▶ _EXTRACT PROVIDED_:
-=-=-

Thanks for getting in, the clincher would be the vent. Did not think of nor can I make it out on my computer. The drawing is very good.

All,

I think this complements what Paul posted and pretty much lines up and Paul thanks for confirming the India pattern of straight pocket flap. I wrote most of this prior to seeing your post.

FYI,

I’ve never really delved too deep in KD before so I went back for a quicklook. There is no such thing as a quicklook when looking up something with the nomenclature of Frock especially if you go back fairly far and I went back to 1894. Not too much detail—unfortunately I’m missing one pattern description and I don’t have any India Pattern descriptions. I’m wondering if the difference, at certain points in time, between Indian pattern and British Pattern is in the style of pocket flap? A change in pocket the style of a pocket flap would usually be considered fairly major. I suspect straight flaps are India, although I had thought that British pattern had these too but the RACD pattern books aren't bearing that out..

Here is a short condensed history of KD frocks and it's a pretty good closed loop pattern reference series..

All of these patterns have a corresponding Highland version.

-=-=-

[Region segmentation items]
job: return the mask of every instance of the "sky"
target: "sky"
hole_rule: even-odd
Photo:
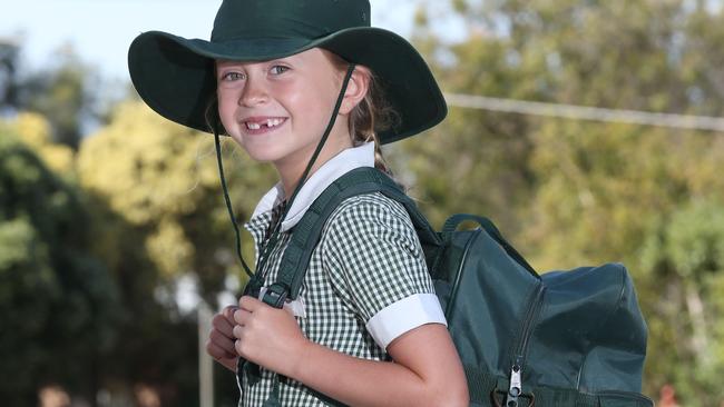
[[[418,0],[372,0],[372,24],[407,37]],[[0,40],[17,41],[32,70],[68,44],[110,80],[128,80],[128,46],[144,31],[211,37],[221,0],[0,0]]]

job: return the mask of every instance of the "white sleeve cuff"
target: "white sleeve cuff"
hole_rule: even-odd
[[[388,348],[400,335],[425,324],[448,326],[434,294],[414,294],[389,305],[366,324],[368,331],[382,348]]]

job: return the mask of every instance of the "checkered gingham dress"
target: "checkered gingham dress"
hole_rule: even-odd
[[[260,214],[245,225],[256,241],[257,257],[273,211]],[[272,250],[265,285],[276,278],[290,237],[291,231],[282,234]],[[306,317],[296,320],[306,338],[317,344],[359,358],[390,360],[365,324],[391,304],[432,292],[424,255],[404,207],[379,192],[361,195],[344,200],[330,216],[300,292]],[[239,406],[262,406],[275,375],[261,368],[262,378],[255,384],[239,378]],[[283,406],[329,405],[324,396],[301,383],[278,379]]]

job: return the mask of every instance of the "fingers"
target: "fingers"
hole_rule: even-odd
[[[234,359],[236,358],[236,353],[234,351],[234,343],[229,341],[231,348],[221,346],[214,343],[213,339],[206,341],[206,353],[211,355],[214,359]],[[229,351],[231,350],[231,351]]]
[[[214,344],[216,347],[219,349],[224,350],[226,353],[226,357],[235,357],[234,353],[234,341],[236,338],[228,337],[218,330],[213,329],[212,332],[208,335],[209,341]]]

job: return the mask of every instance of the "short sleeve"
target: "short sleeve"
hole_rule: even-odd
[[[321,240],[335,291],[383,349],[424,324],[446,324],[404,208],[382,196],[350,198],[332,214]]]

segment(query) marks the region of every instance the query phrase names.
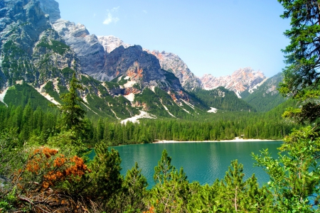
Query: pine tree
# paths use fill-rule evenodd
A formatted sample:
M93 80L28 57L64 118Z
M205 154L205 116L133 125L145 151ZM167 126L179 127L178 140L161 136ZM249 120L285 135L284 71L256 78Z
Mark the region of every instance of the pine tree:
M63 114L61 129L63 131L72 131L76 133L76 136L85 137L83 119L85 111L81 106L83 100L77 92L78 90L83 90L83 87L75 77L75 72L73 72L70 82L69 92L60 96L63 102L63 104L60 107L60 111Z
M302 102L302 107L289 109L285 116L299 122L314 122L320 116L320 2L316 0L278 0L284 9L281 17L291 18L284 35L290 45L283 52L288 65L279 91Z

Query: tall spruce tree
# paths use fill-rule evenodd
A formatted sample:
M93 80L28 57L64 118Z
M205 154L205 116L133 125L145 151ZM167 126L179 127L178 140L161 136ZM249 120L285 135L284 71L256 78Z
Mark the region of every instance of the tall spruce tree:
M298 109L289 108L284 117L295 119L309 126L294 129L284 138L278 159L267 150L254 155L270 176L268 182L274 195L272 207L277 212L319 211L320 167L318 163L320 138L320 1L278 0L284 9L284 18L291 19L292 28L284 35L290 40L283 50L287 66L279 91L301 102Z
M63 114L61 129L74 131L77 136L82 137L85 136L85 111L81 106L83 100L78 94L78 91L83 90L83 87L75 77L75 72L73 72L69 92L60 96L63 104L60 106L60 111Z
M315 121L320 116L320 1L317 0L278 0L290 18L291 29L284 35L290 44L282 51L287 66L279 91L302 101L302 107L289 109L286 116L299 122Z

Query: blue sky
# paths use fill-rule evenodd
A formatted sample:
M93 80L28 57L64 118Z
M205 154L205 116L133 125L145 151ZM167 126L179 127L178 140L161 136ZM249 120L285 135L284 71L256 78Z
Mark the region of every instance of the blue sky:
M277 0L55 0L62 18L91 34L178 55L197 76L251 67L266 76L285 65L289 21Z

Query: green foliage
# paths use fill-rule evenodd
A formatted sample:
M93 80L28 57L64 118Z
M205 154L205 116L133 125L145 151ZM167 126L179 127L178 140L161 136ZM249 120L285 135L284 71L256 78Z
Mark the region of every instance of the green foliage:
M121 189L121 159L118 152L114 149L109 151L105 143L97 144L95 151L96 155L89 166L90 185L85 193L95 200L108 201Z
M290 44L282 51L288 65L284 70L284 82L279 92L302 101L301 111L294 113L299 121L313 123L319 117L320 106L319 62L319 9L313 0L278 0L284 12L282 17L290 18L292 28L284 35Z
M183 168L177 171L171 165L171 158L166 150L162 152L158 165L154 168L150 206L159 212L186 212L188 202L188 181Z
M311 212L319 203L320 169L317 163L320 138L310 126L294 129L279 148L278 159L267 149L254 155L257 165L270 176L269 187L278 212Z
M63 131L71 130L77 136L85 138L85 124L83 119L85 111L81 106L83 100L78 94L78 90L82 90L82 87L75 78L75 72L70 82L69 93L63 94L60 99L64 103L60 106L60 111L63 114L61 121L61 129Z

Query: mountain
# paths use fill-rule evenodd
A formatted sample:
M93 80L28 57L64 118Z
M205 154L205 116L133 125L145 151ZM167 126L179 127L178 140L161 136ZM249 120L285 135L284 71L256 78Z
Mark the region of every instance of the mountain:
M121 45L124 48L132 46L113 36L98 36L98 40L107 53L111 53ZM174 73L179 79L180 83L184 89L191 91L195 88L201 87L200 80L189 70L187 65L177 55L166 53L165 51L161 53L158 50L151 51L144 48L144 50L156 57L160 62L161 69Z
M159 59L161 69L174 73L185 89L192 91L201 87L200 80L191 72L187 65L177 55L165 51L146 51Z
M210 108L230 111L255 111L255 107L242 99L239 99L233 91L223 87L211 90L196 89L191 94L203 104Z
M235 92L239 98L250 92L266 77L261 71L255 71L250 67L239 69L231 75L215 77L206 74L200 78L203 89L209 90L223 87Z
M125 43L120 38L113 36L98 36L97 38L107 53L111 53L119 46L123 46L124 48L132 46L132 45Z
M251 94L243 98L243 100L259 111L271 110L286 101L277 89L282 80L283 76L280 72L266 79L260 85L253 88Z
M49 102L60 103L75 72L92 116L124 119L142 111L183 118L208 109L161 69L154 55L139 45L106 52L83 25L60 18L53 0L6 0L0 6L0 96L6 104L41 102L46 110Z

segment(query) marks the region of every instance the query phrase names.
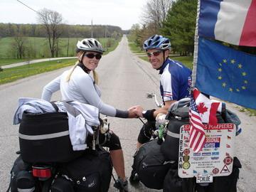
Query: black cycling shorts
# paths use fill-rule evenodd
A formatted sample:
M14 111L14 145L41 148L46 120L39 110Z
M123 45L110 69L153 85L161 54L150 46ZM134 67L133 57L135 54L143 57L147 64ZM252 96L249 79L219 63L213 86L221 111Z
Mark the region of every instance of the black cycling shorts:
M109 136L100 133L100 144L110 148L110 151L122 149L120 140L112 131L109 132Z
M147 122L142 126L139 132L137 139L138 142L144 144L149 142L154 130L156 130L156 122Z

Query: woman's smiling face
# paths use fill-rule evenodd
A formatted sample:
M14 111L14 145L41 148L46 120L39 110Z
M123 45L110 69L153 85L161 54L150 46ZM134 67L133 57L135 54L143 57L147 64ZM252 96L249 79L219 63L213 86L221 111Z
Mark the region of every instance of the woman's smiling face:
M90 70L95 70L100 62L101 54L94 51L87 51L82 58L82 63Z

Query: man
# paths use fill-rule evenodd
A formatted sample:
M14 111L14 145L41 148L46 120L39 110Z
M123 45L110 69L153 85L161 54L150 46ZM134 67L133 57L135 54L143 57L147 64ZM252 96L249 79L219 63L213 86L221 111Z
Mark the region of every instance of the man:
M167 114L172 103L189 96L191 82L191 70L181 63L169 58L171 49L169 38L154 35L145 41L143 48L146 52L152 68L159 70L160 92L164 105L157 110L144 110L139 106L135 109L138 116L147 119L139 132L137 149L150 140L152 131L155 129L156 115L159 113ZM137 182L135 174L134 171L132 171L131 182Z

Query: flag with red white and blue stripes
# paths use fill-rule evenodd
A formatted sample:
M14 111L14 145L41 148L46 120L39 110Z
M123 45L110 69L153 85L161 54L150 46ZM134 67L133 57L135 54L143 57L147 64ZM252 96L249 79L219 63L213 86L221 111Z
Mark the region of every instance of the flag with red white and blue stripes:
M198 36L256 46L256 0L200 0Z

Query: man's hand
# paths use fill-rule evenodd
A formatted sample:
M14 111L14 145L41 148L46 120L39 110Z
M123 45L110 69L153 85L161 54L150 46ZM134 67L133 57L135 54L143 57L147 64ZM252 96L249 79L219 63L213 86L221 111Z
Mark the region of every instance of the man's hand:
M139 105L131 107L130 108L128 109L128 112L129 112L128 117L129 118L137 118L139 117L142 117L142 111L143 111L143 108Z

-=-=-

Pick up the text on KD frock patterns after its last sentence and continue it. The items aren't needed for this.

▶ _ANSWER TO THE TASK_:
3969/1894—As far back as I went --Introduction of Universal KD Frock.

Minor iteration until 1900

3969e/1900—— Change---waistband removed, two hooks added, Division inside right hand breast pocket abolished, Flaps of Pockets altered in shape, Shape of cuff altered (pointed) and double stitched around the edge; the shoulder strap is machined all round but is sewn onto the garment by hand.

Could not find any pattern up dates until pattern 1903, but could easily have missed something.

5875/1903—New pattern introduced—No description as I seem to be missing the pertinent 6 month period in 1903, However, I believe that the stand and fall collar was introduced.(?), but in general it appears to follow 3969e/1900.

5875a---Aug 1906 --removed ID card in pocket

5875b/1908—Metal titles instead of Embroidered titles

8226/1915--March 1915 First pattern Simplified KD introduced.

March 1917 instructions issued that Shoulder straps of pattern 5875b would be machine sewn on instead of hand sewn.

July 1918 Committee approved pattern—new revised simplified pattern.

1924—KD to be made in new shade of KD drill and in India Pattern. Changes made to Committee approved pattern.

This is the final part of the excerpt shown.